**SET TASK**
Copy the lines starting at the one containing "post. Write your answer below." and ending at the one containing "[8,37,900,154]". Shift every bounding box coordinate in the answers up by 9, and reproduce the requests unchanged.

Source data
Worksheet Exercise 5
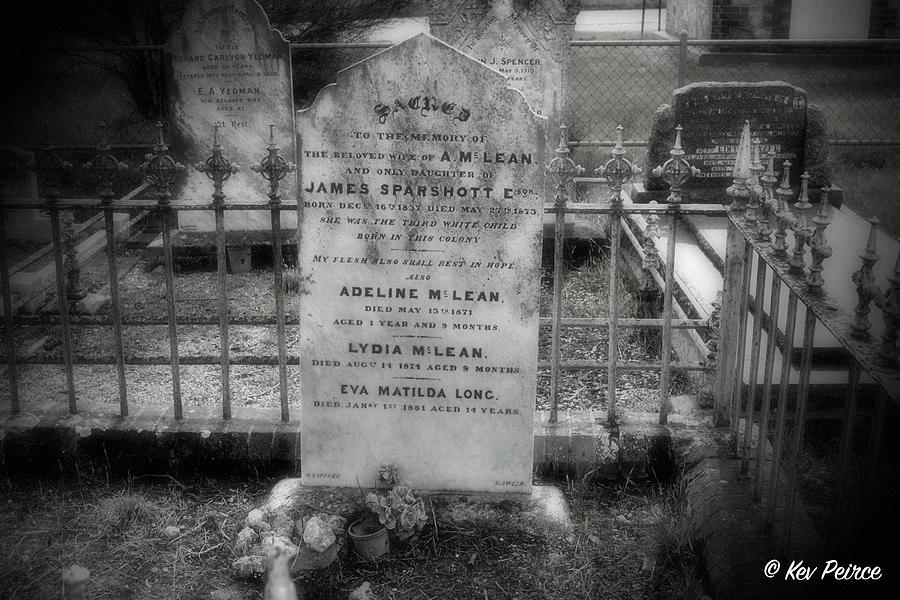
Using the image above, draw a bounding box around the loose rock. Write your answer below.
[303,515,337,552]
[260,535,298,558]
[231,555,268,579]
[291,543,341,575]
[272,513,294,538]
[234,527,259,554]
[350,581,377,600]
[244,508,271,532]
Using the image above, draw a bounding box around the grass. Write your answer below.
[0,472,700,600]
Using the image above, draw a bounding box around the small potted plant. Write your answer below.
[348,464,427,558]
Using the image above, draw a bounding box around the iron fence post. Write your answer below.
[194,125,239,419]
[678,29,687,87]
[547,125,584,423]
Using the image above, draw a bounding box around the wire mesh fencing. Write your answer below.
[8,37,900,154]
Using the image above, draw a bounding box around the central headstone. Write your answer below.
[166,0,297,232]
[297,34,547,492]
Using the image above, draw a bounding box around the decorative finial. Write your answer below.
[772,160,794,256]
[850,217,884,339]
[725,121,755,212]
[250,123,295,204]
[547,125,584,210]
[194,125,240,204]
[141,121,185,205]
[652,125,700,207]
[83,122,128,204]
[594,125,640,208]
[806,187,833,293]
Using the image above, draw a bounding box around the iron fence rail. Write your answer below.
[717,197,900,552]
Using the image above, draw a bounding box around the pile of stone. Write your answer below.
[232,479,353,578]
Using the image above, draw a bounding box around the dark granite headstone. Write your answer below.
[645,81,839,203]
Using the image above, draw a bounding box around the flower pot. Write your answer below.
[347,519,391,559]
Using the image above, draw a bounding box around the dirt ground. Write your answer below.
[0,474,700,600]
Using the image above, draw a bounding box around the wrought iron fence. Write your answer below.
[711,125,900,560]
[11,33,900,149]
[0,123,723,426]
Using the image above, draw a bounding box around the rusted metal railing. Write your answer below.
[717,125,900,552]
[0,123,298,421]
[538,127,725,428]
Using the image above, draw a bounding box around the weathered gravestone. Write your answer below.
[166,0,296,231]
[645,81,839,204]
[429,0,581,135]
[297,34,547,492]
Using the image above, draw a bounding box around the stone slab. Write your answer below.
[644,81,840,205]
[297,34,547,493]
[166,0,296,231]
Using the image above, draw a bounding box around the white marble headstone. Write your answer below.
[167,0,296,231]
[296,34,548,492]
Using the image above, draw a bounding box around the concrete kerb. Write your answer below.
[0,402,700,478]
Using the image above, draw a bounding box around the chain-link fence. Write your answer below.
[566,40,900,144]
[8,38,900,151]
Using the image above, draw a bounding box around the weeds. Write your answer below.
[96,491,161,531]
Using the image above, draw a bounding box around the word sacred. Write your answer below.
[373,94,472,125]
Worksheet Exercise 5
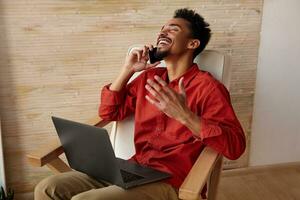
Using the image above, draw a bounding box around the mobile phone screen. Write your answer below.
[149,47,162,64]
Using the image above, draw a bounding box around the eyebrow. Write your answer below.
[160,24,182,30]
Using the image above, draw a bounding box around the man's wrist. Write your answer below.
[181,110,201,140]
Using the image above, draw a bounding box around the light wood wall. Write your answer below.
[0,0,262,199]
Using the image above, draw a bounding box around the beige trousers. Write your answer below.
[34,171,178,200]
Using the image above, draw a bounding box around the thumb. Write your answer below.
[178,77,186,98]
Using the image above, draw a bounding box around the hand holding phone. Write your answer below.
[149,47,162,64]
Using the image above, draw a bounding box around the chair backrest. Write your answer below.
[110,45,230,159]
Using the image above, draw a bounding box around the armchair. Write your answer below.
[27,46,229,200]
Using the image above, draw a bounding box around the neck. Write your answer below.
[164,53,193,82]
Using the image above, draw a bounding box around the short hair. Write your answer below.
[173,8,211,58]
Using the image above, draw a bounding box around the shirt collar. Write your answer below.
[162,63,199,87]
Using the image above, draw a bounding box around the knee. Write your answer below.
[71,191,95,200]
[34,175,65,200]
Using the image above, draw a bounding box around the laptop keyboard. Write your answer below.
[120,169,144,183]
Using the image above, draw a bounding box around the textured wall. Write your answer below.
[0,0,262,199]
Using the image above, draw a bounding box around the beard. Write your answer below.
[154,48,169,60]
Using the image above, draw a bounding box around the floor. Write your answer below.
[217,162,300,200]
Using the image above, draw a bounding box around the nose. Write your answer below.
[157,28,167,37]
[157,30,167,38]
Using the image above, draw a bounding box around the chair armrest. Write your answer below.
[26,139,64,167]
[179,147,220,199]
[26,117,110,167]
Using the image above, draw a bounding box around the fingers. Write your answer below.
[131,49,142,62]
[143,45,149,57]
[154,75,175,98]
[146,61,160,69]
[145,95,160,108]
[145,79,169,102]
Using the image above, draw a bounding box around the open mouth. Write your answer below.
[157,37,172,46]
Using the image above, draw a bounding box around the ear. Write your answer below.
[188,39,200,49]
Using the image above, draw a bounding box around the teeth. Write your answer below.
[158,40,169,44]
[158,38,171,44]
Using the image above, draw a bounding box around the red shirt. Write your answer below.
[99,64,245,188]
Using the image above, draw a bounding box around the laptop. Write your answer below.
[52,117,171,189]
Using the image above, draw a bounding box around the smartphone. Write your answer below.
[149,47,162,64]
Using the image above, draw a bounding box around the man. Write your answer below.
[35,9,245,200]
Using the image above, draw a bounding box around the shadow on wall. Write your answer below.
[0,1,24,196]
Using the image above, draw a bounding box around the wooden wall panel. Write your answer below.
[0,0,262,199]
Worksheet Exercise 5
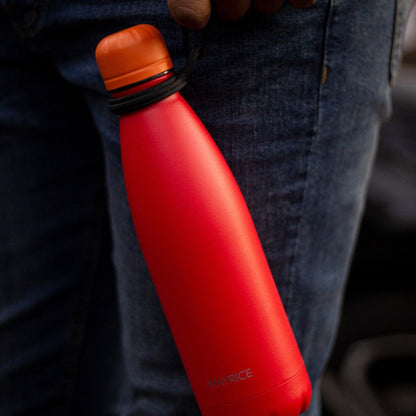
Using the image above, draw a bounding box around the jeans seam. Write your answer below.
[287,0,335,338]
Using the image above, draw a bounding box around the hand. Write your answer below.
[167,0,316,29]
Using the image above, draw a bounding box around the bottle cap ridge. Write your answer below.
[95,24,173,91]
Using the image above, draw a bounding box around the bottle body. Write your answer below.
[120,93,311,416]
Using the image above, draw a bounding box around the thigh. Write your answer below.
[0,10,109,415]
[30,0,410,415]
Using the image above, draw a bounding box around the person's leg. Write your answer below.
[20,0,412,416]
[184,0,411,415]
[0,7,117,416]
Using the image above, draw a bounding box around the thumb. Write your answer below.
[167,0,211,29]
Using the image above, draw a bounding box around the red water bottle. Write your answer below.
[96,25,311,416]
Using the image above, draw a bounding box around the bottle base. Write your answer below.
[201,369,311,416]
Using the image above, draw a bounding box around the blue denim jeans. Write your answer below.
[0,0,412,416]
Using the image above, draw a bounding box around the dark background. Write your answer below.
[322,10,416,416]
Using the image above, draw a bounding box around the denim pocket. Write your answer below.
[390,0,415,83]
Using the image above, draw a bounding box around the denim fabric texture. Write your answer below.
[0,0,412,416]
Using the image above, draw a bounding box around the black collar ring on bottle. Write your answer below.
[108,47,201,115]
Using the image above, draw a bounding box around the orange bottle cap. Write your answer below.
[95,24,173,91]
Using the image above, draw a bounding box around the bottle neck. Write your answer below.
[109,70,173,98]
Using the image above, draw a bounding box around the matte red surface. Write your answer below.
[120,93,311,416]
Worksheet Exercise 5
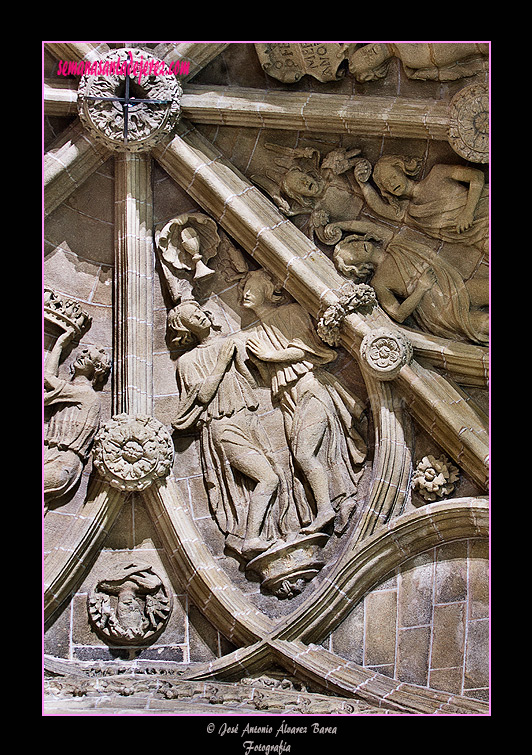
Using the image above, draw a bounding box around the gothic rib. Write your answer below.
[181,85,450,141]
[43,476,125,622]
[43,119,110,217]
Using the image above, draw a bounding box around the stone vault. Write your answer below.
[43,42,489,715]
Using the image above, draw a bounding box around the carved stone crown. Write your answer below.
[44,288,92,335]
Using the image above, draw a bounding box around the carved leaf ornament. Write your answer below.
[45,43,488,713]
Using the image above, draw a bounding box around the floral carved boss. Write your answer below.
[78,50,182,152]
[93,414,174,491]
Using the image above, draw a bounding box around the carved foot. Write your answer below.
[242,537,271,560]
[301,506,334,535]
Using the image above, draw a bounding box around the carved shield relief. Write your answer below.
[45,43,488,714]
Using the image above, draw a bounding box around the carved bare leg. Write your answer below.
[224,443,279,558]
[293,408,335,535]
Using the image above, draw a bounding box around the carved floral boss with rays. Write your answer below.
[45,43,488,713]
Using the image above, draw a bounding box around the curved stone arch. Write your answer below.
[280,498,489,642]
[43,477,125,624]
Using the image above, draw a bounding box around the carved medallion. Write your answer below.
[412,455,460,501]
[449,84,489,163]
[360,328,413,380]
[255,42,354,84]
[93,414,174,490]
[87,561,172,645]
[78,49,182,152]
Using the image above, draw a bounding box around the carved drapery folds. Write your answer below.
[44,43,489,713]
[78,49,182,152]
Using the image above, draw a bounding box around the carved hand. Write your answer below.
[456,208,474,233]
[246,338,277,362]
[214,338,236,373]
[419,267,436,291]
[353,157,372,184]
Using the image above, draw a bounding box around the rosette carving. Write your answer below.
[412,455,460,501]
[360,328,413,380]
[93,414,174,491]
[449,84,489,163]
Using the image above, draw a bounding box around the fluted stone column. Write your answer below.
[113,152,154,414]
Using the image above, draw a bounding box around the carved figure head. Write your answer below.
[241,270,284,310]
[349,43,391,82]
[373,155,422,200]
[282,168,325,204]
[333,234,375,283]
[70,346,111,389]
[168,299,216,346]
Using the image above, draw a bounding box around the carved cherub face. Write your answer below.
[242,270,275,310]
[179,302,212,340]
[283,169,324,197]
[333,238,375,282]
[349,43,390,81]
[373,161,411,197]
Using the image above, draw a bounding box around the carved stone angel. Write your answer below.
[349,42,489,82]
[251,143,364,243]
[242,270,367,534]
[43,327,111,514]
[327,220,489,345]
[353,155,489,252]
[169,301,310,560]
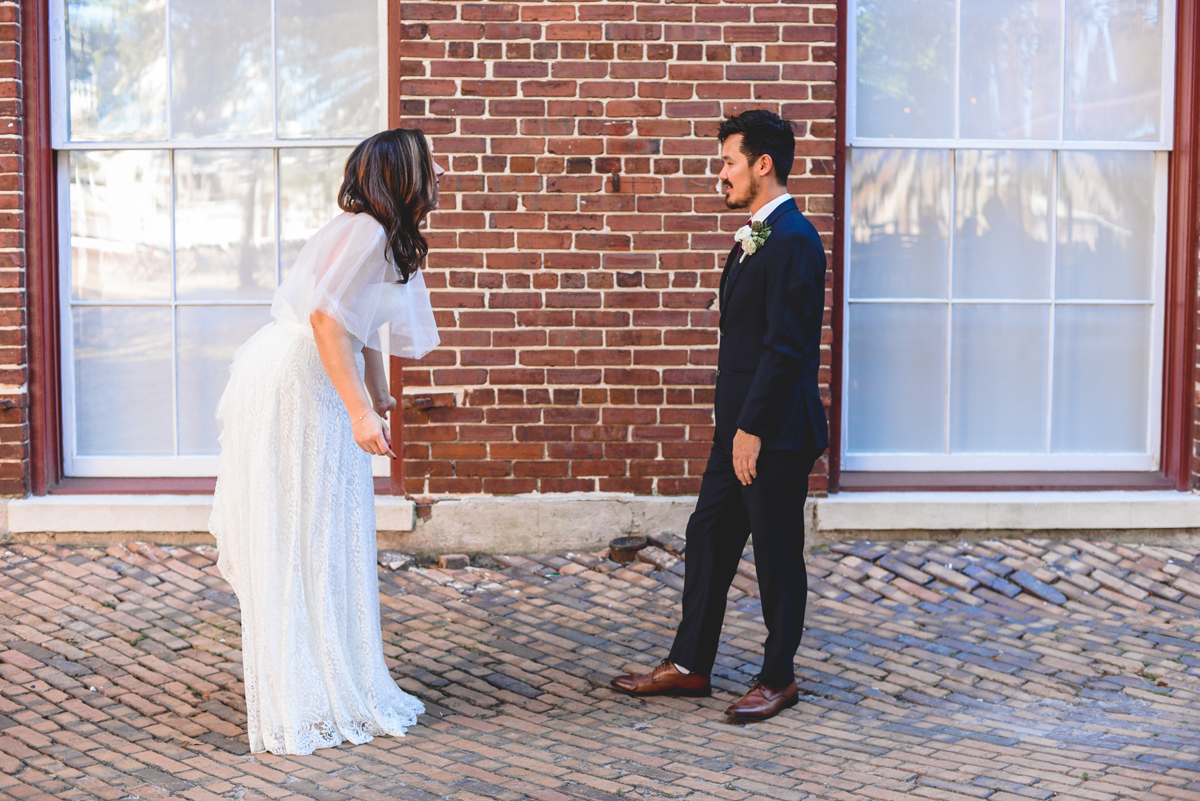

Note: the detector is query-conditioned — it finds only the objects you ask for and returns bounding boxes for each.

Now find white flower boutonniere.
[733,219,770,264]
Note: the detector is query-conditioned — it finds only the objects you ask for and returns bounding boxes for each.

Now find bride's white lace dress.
[209,213,438,754]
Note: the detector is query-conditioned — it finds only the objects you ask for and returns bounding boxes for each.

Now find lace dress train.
[209,216,437,754]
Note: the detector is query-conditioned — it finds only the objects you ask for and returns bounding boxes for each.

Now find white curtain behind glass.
[845,0,1165,469]
[56,0,380,475]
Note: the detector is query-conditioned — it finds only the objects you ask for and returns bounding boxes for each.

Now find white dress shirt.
[750,192,792,222]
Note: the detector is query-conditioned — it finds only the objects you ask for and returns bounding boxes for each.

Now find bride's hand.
[373,395,396,417]
[354,412,396,459]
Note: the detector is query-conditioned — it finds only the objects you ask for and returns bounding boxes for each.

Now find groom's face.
[718,133,758,209]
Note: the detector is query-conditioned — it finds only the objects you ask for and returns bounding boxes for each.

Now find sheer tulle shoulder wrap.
[271,213,440,359]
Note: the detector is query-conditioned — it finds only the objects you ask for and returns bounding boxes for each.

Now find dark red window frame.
[829,0,1200,492]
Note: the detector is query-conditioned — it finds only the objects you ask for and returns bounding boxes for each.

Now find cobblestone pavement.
[0,536,1200,801]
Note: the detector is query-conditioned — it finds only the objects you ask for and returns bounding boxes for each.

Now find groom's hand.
[733,428,762,487]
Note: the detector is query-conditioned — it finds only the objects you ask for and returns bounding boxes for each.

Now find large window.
[841,0,1174,470]
[52,0,386,476]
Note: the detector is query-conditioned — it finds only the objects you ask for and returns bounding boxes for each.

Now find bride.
[209,128,442,754]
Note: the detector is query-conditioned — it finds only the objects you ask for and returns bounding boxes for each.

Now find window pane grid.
[847,0,1175,150]
[845,142,1156,469]
[52,0,385,475]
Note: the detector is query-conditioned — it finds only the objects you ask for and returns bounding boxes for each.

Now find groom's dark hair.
[716,108,796,186]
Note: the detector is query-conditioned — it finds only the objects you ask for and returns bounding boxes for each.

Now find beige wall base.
[0,492,1200,555]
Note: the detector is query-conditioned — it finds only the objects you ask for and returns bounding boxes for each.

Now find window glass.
[52,0,379,476]
[66,0,167,141]
[959,0,1062,139]
[854,0,955,138]
[67,150,170,300]
[175,306,271,456]
[275,0,379,138]
[175,150,276,300]
[1050,306,1151,453]
[1063,0,1163,141]
[72,306,175,456]
[1056,151,1154,300]
[842,0,1174,471]
[848,147,950,297]
[847,303,946,453]
[949,303,1050,453]
[170,0,275,139]
[280,147,352,278]
[954,150,1054,299]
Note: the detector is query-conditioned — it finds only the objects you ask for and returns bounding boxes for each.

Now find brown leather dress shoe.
[725,679,800,721]
[612,660,713,698]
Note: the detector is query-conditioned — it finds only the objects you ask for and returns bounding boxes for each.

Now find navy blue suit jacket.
[714,198,829,450]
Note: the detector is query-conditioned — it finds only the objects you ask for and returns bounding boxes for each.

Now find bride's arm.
[308,312,396,459]
[362,348,396,415]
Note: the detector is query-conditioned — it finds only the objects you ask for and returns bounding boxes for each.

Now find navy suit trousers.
[671,442,821,687]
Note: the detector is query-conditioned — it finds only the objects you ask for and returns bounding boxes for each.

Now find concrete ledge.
[379,493,696,554]
[816,492,1200,534]
[7,492,1200,555]
[5,495,416,542]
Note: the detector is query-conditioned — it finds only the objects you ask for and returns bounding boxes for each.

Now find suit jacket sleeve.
[738,231,824,439]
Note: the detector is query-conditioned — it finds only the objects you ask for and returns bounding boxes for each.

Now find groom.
[612,110,829,721]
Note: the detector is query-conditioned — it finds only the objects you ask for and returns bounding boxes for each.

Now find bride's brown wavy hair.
[337,128,438,283]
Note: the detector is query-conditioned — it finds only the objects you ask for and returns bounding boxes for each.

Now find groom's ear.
[754,153,775,177]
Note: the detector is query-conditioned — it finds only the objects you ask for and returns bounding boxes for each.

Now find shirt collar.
[750,192,792,222]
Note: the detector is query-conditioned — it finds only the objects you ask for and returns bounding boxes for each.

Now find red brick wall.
[0,1,29,495]
[401,0,836,495]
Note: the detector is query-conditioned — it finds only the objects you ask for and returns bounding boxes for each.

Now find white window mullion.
[942,146,959,453]
[1046,149,1066,453]
[164,0,178,140]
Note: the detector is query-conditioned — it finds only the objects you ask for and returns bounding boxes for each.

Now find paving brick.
[0,537,1200,801]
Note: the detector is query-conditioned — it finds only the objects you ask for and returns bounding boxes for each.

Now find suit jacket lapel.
[716,245,742,327]
[721,198,797,323]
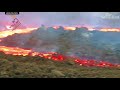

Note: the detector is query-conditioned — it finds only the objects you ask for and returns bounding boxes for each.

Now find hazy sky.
[0,12,120,28]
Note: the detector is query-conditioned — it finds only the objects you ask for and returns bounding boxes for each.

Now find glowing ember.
[0,46,120,67]
[0,26,120,67]
[0,28,37,38]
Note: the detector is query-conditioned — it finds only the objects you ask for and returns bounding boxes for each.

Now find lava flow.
[0,28,37,38]
[0,27,120,67]
[0,46,120,67]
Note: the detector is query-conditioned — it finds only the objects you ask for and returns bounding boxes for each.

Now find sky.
[0,12,120,29]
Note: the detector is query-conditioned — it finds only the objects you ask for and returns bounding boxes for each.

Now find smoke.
[0,12,120,28]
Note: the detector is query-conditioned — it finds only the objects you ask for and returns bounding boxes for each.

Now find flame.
[0,28,37,38]
[100,28,120,32]
[0,26,120,67]
[6,25,13,30]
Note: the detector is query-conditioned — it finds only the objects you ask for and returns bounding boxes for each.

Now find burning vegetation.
[0,26,120,77]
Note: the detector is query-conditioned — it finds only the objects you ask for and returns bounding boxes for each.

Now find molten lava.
[0,27,120,67]
[0,28,37,38]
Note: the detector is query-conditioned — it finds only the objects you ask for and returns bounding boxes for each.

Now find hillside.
[0,27,120,63]
[0,52,120,78]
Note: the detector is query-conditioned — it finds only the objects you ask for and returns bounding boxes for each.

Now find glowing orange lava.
[0,27,120,67]
[0,28,37,38]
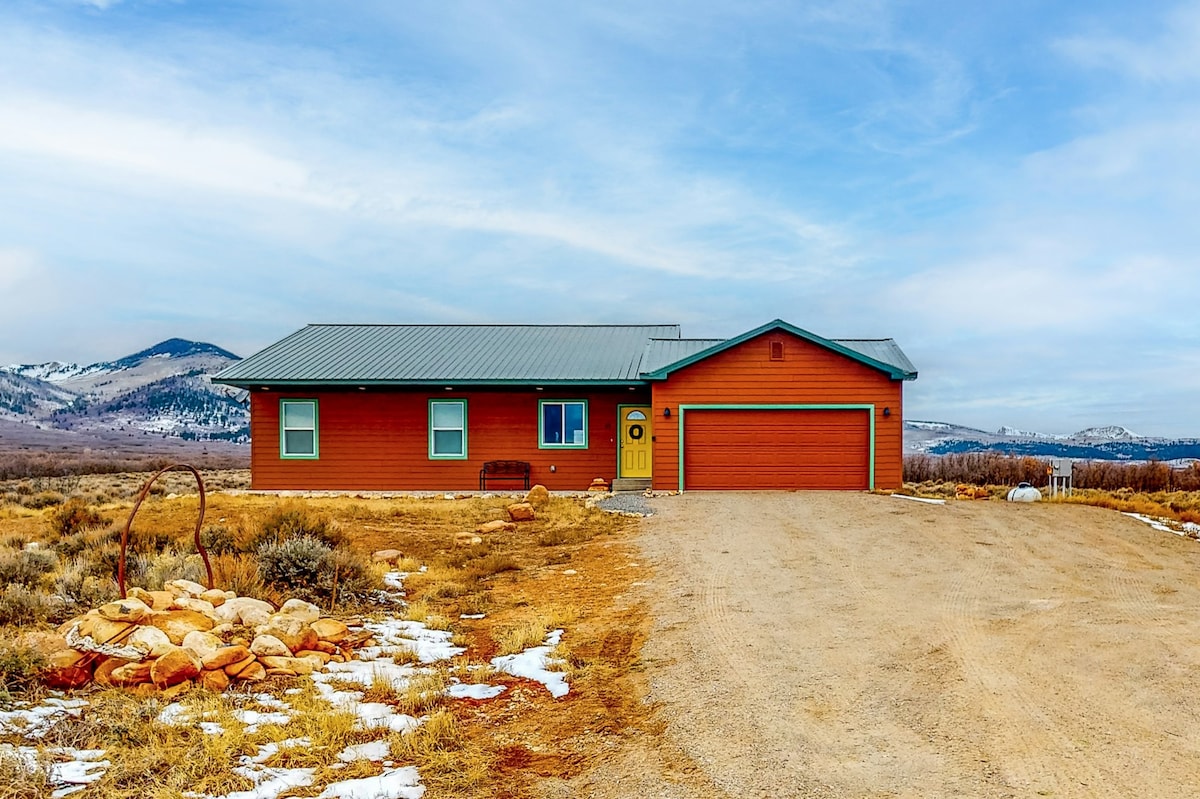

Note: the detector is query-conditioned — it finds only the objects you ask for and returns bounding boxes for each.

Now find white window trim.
[430,400,467,461]
[280,400,320,461]
[538,400,588,450]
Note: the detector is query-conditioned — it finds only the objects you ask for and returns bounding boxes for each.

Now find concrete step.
[612,477,650,492]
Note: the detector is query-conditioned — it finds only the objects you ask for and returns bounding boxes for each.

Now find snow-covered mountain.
[904,421,1200,461]
[0,338,250,443]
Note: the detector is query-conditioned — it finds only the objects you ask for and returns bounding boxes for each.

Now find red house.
[212,319,917,491]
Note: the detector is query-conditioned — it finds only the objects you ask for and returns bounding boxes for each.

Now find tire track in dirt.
[949,506,1138,797]
[614,494,1200,799]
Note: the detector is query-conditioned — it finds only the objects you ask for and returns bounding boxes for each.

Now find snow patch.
[492,630,571,699]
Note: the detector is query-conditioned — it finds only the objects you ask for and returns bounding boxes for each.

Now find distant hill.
[904,420,1200,462]
[0,338,250,444]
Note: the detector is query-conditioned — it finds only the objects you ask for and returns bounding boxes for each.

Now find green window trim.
[676,403,875,493]
[538,400,588,450]
[280,398,320,461]
[430,400,467,461]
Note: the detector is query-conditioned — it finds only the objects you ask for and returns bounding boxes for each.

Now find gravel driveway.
[568,493,1200,799]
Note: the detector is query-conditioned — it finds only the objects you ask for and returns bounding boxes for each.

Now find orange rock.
[149,611,216,647]
[91,657,130,687]
[150,647,200,687]
[42,649,91,691]
[226,661,266,683]
[475,518,517,535]
[224,655,262,679]
[310,619,350,643]
[108,663,151,687]
[197,668,229,693]
[526,483,550,507]
[508,503,536,522]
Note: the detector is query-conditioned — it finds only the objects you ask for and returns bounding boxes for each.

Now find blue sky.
[0,0,1200,435]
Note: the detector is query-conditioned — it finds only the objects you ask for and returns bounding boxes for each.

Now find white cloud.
[1057,2,1200,84]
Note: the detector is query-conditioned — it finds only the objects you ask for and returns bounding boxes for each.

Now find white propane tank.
[1008,482,1042,503]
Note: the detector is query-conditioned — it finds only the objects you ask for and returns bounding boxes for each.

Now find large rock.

**THE ANSWER**
Using the image above, draw a bounding box around the iron fence post. Write your answer below.
[203,134,248,428]
[687,38,696,96]
[556,134,593,432]
Using the image above, draw a bounding box around the wire mesh fencing. Write your answer below.
[17,46,909,163]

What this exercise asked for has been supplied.